** START OF RECORDS FOR THIS EXERCISE **

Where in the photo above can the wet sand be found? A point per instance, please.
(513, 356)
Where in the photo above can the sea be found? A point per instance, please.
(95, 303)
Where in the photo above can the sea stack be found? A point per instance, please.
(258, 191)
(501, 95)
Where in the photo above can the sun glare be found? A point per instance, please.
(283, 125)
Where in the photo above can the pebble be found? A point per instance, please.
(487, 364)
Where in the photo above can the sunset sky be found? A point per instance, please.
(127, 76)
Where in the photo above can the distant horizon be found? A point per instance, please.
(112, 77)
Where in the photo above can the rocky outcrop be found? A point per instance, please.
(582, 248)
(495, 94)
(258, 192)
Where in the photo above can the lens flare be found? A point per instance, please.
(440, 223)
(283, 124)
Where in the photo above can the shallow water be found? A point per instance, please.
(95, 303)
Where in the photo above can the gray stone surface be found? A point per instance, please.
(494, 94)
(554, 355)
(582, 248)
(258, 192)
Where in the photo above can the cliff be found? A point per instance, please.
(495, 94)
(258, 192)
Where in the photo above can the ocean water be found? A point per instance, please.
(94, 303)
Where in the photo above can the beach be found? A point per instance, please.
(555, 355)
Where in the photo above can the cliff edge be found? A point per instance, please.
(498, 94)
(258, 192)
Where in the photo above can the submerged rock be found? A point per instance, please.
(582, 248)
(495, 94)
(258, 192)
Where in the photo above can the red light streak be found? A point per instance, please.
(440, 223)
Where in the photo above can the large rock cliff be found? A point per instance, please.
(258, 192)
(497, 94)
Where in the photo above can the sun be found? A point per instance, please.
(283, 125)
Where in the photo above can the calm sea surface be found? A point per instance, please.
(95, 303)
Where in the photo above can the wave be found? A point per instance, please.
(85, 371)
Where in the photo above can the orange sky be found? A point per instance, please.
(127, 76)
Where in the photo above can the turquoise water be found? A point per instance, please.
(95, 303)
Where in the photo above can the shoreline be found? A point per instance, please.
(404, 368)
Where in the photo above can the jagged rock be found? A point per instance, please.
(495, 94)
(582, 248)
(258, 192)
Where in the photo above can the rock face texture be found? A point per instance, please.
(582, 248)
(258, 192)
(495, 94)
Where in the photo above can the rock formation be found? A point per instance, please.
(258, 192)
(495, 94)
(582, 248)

** END OF RECORDS FOR THIS EXERCISE **

- _THE EXERCISE_
All of the lines above need to be given again exactly.

- _TASK ANSWER_
Where in the photo above can the wet sand be found? A point per instance, please.
(513, 356)
Where in the photo above can the sea be found? A point per instance, please.
(95, 303)
Where in the photo above can the sea stack be found? A point per instance, please.
(258, 191)
(501, 95)
Where in the photo above can the sun glare be found? A point per instance, please.
(283, 125)
Where in the photo above can the pebble be found? A point per instance, please.
(487, 364)
Where in the photo above can the sunset sky be found? A point per instance, please.
(127, 76)
Where in the photo above can the distant horizon be found? A point per instance, please.
(112, 77)
Where in the photo above can the rocky outcrop be found? A point per instance, please.
(582, 248)
(495, 94)
(258, 192)
Where in the photo above can the lens flare be found? A point per instance, please.
(440, 223)
(283, 124)
Where in the photo above can the shallow water be found? A point per instance, please.
(95, 303)
Where in the photo above can the gray stone surface be found? A point per instance, please.
(494, 94)
(554, 355)
(582, 248)
(258, 192)
Where in the photo above can the cliff be found? A point per instance, please.
(495, 94)
(258, 192)
Where in the photo above can the ocean water be found? A point per instance, please.
(94, 303)
Where in the photo above can the beach be found? A point per instance, please.
(555, 355)
Where in the photo above can the cliff edge be found? A point per instance, please.
(498, 94)
(258, 192)
Where in the photo above can the submerged rock be found? A point per instance, please.
(582, 248)
(495, 94)
(258, 192)
Where in the photo above can the red light streak be found? A point per instance, please.
(440, 223)
Where in the photo above can the large rock cliff be found? A point per instance, please.
(258, 192)
(497, 94)
Where in the photo above can the sun be found? A point per instance, please.
(283, 125)
Where in the photo above can the calm sea surface be found? A point per instance, please.
(95, 303)
Where in the photo above can the wave be found? A point per instance, please.
(85, 371)
Where in the photo above can the orange sky be found? A point per instance, please.
(127, 76)
Where in the photo above can the turquoise water be found? A point per instance, please.
(95, 303)
Where in the photo above can the shoreline be found? A point per instance, please.
(404, 368)
Where in the photo above can the jagged rock be found? A point per instance, please.
(495, 94)
(582, 248)
(258, 192)
Where in the photo above can the rock face texture be found? A point per instance, please.
(582, 248)
(258, 192)
(495, 94)
Where in the photo above can the rock formation be found? A point per instance, please.
(258, 192)
(495, 94)
(582, 248)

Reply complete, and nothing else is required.